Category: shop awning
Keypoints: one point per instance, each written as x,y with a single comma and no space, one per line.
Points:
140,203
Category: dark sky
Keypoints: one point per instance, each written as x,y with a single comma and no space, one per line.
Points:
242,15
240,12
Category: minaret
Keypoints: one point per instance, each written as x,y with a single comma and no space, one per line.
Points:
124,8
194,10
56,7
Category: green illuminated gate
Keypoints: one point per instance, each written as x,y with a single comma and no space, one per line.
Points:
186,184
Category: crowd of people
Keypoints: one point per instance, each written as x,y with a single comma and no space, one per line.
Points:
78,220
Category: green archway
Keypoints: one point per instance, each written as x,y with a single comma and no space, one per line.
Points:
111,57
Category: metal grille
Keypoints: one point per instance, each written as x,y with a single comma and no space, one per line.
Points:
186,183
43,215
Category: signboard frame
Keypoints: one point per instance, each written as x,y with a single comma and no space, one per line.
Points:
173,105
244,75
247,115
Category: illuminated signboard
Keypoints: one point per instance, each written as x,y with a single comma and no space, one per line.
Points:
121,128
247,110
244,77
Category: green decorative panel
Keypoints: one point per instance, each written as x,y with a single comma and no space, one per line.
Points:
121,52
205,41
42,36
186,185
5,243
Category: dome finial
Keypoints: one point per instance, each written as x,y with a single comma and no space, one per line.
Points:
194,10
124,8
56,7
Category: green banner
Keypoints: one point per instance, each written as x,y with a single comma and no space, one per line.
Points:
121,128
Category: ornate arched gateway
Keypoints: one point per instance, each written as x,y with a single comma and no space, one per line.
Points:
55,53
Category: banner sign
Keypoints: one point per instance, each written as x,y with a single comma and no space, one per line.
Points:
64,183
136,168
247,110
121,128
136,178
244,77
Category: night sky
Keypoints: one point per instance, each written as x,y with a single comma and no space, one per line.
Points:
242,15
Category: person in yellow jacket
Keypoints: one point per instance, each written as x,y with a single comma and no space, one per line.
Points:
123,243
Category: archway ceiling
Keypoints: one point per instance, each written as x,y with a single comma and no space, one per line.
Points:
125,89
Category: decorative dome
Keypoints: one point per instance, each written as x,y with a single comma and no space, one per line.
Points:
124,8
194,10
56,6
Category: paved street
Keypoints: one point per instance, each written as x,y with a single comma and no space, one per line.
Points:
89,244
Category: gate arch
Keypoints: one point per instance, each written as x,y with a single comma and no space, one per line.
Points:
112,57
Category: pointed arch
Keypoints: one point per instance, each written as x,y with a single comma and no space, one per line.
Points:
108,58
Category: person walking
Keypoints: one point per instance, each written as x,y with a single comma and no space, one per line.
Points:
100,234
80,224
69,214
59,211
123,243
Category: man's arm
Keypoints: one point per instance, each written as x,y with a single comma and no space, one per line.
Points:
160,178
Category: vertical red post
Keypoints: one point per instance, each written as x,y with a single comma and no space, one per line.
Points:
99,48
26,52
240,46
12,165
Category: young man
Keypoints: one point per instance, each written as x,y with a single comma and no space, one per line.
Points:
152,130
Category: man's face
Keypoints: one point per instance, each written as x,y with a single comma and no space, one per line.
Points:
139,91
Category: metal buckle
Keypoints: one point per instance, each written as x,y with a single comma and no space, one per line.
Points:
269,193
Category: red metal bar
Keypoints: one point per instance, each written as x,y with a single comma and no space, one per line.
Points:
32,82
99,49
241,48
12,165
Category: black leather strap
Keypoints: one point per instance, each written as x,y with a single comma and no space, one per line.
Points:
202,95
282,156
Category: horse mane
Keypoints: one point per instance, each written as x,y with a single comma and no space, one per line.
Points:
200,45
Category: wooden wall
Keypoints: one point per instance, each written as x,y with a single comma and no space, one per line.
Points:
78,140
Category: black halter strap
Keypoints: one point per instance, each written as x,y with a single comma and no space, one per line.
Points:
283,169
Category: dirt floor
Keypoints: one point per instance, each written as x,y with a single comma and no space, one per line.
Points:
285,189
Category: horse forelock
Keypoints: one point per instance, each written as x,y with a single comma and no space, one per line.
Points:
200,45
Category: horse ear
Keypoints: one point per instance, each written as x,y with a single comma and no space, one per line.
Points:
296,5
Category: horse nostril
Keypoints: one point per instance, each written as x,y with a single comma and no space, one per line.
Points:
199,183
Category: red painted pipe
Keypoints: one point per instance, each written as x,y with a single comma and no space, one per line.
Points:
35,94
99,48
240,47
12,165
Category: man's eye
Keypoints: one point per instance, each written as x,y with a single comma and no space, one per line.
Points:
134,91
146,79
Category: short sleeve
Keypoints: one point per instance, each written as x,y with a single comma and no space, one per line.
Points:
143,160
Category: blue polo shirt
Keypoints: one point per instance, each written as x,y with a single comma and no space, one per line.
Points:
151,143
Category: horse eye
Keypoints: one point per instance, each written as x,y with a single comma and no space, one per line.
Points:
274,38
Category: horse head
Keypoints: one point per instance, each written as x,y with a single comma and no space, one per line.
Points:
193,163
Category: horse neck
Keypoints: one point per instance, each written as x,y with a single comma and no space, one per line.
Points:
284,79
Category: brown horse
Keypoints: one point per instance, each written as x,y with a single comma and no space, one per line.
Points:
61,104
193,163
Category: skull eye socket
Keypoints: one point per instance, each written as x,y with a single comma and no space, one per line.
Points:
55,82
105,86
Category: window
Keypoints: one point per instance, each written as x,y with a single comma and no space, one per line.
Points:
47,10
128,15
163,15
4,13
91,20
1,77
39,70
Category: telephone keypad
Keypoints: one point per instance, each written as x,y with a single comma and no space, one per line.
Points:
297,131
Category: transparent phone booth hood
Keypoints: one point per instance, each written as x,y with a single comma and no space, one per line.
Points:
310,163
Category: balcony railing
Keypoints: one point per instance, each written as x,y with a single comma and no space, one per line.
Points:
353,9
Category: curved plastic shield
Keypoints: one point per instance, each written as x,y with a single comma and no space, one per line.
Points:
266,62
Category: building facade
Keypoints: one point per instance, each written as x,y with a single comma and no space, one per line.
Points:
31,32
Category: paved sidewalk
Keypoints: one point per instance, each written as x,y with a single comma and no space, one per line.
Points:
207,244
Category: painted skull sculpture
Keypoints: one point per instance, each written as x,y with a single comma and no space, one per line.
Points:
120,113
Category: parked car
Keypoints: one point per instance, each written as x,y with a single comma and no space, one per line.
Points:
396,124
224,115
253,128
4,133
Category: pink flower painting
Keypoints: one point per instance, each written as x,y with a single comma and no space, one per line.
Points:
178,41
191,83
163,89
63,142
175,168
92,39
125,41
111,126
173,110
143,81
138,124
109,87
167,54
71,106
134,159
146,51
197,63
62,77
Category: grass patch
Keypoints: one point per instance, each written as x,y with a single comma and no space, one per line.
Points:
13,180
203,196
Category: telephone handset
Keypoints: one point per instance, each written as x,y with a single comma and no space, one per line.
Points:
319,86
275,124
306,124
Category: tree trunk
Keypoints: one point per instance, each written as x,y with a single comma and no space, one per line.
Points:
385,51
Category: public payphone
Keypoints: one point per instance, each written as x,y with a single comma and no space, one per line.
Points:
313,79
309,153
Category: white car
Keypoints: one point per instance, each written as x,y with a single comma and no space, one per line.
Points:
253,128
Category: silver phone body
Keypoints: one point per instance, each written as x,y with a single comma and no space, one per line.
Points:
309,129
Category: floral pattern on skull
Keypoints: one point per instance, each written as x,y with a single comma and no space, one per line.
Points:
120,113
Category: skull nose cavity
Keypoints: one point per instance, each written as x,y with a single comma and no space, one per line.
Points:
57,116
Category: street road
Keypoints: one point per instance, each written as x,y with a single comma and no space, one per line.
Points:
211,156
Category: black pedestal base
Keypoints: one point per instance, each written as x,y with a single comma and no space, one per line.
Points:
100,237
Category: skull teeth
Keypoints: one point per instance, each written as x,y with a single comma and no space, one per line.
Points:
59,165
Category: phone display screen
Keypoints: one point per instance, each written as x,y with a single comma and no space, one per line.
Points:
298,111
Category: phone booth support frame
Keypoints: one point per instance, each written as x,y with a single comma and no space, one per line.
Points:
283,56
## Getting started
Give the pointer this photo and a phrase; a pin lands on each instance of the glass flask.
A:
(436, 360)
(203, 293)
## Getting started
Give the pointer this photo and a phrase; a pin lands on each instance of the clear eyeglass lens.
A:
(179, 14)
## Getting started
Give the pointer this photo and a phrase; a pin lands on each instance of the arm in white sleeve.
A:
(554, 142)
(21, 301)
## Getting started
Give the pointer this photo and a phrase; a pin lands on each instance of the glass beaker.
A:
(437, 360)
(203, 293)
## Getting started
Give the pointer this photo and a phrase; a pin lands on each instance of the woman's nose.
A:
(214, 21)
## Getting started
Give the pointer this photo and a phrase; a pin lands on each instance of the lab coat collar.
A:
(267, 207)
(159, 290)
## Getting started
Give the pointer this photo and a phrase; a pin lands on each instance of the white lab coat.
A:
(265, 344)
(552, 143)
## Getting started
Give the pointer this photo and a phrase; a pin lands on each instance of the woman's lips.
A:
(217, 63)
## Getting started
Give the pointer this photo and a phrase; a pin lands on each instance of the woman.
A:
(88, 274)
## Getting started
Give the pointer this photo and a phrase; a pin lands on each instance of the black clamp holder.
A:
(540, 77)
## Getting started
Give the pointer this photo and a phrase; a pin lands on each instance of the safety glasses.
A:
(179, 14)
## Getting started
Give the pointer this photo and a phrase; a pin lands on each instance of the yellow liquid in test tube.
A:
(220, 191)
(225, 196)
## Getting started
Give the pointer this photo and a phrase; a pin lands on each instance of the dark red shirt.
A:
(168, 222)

********************

* Work required: Retype only the stretch of lines above starting at the one with "Category: pink flower painting" and stopping at the one with "Category: grass patch", exactly as written, with both kept.

* Result of the task:
Category: pink flower painting
Keypoints: one point per instance, each written as x,y with a single comma and no space, one per line.
Points:
178,41
191,83
163,89
63,142
175,168
92,39
125,41
111,126
173,110
143,81
138,124
109,87
167,54
71,106
134,159
146,51
197,63
62,77
Category: grass patch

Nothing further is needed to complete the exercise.